## Stated problem
Please report each line of the rows below that contains the string "gold", copying every such line in full. Case counts.

## Extracted entries
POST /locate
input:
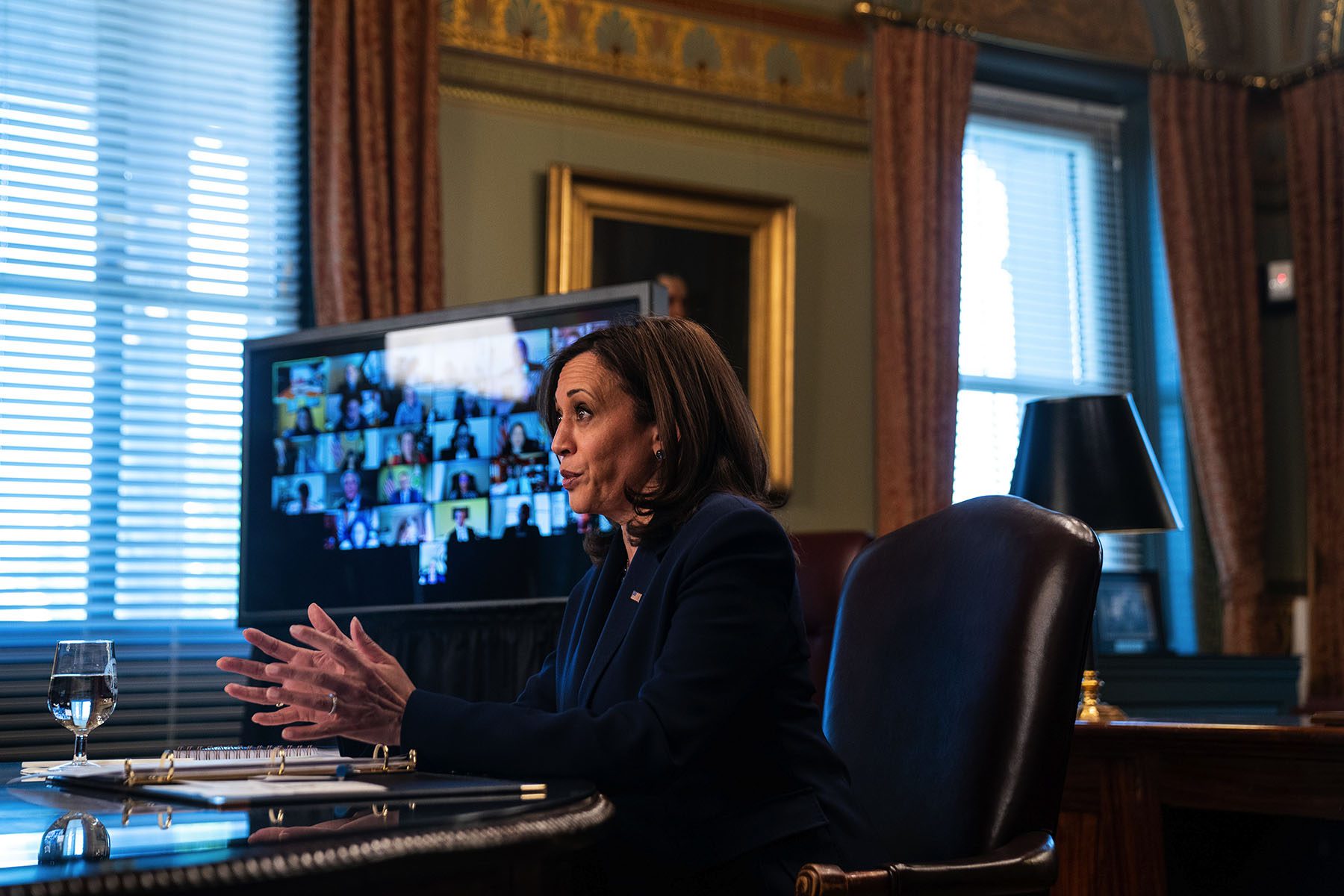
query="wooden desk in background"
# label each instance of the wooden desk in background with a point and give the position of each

==

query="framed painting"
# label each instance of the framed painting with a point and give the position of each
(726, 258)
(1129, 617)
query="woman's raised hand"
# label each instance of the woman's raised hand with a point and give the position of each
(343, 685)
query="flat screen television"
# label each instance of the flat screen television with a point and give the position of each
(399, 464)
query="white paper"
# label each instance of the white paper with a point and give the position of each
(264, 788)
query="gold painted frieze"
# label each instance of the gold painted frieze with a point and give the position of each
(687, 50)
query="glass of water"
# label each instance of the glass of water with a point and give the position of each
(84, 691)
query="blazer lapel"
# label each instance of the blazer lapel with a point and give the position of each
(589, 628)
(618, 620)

...

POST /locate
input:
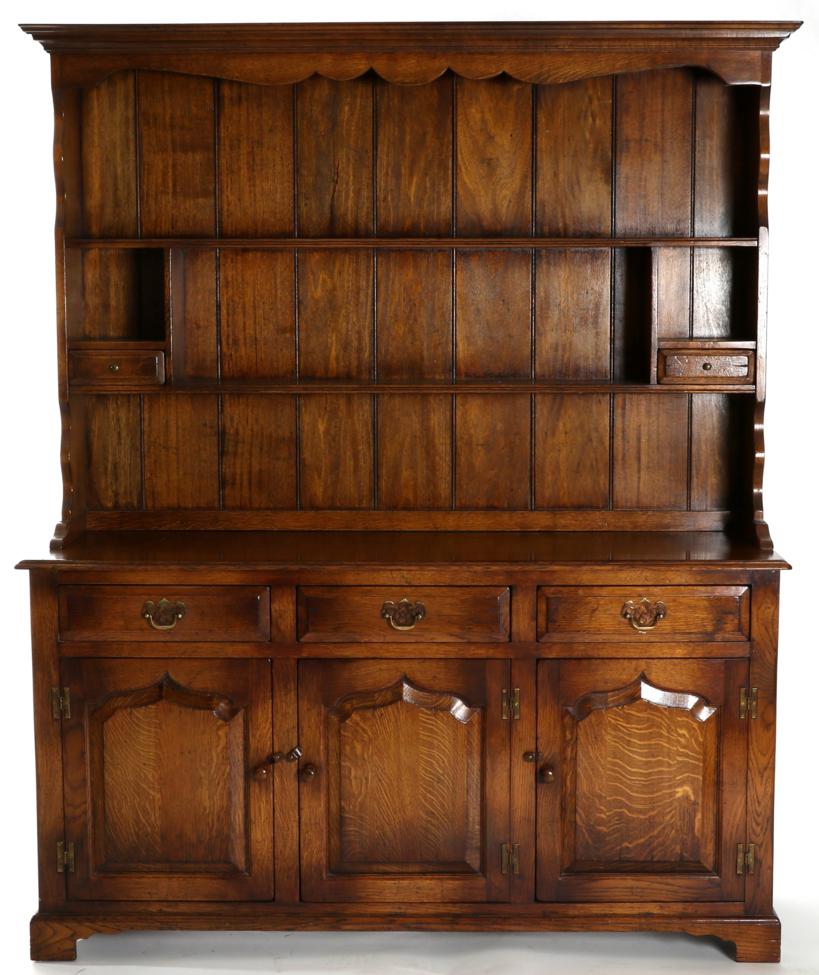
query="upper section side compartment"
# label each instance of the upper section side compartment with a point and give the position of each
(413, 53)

## Complete answer
query="gold painted frieze"
# label each instance of the gold painted frieze with a point and give the position of each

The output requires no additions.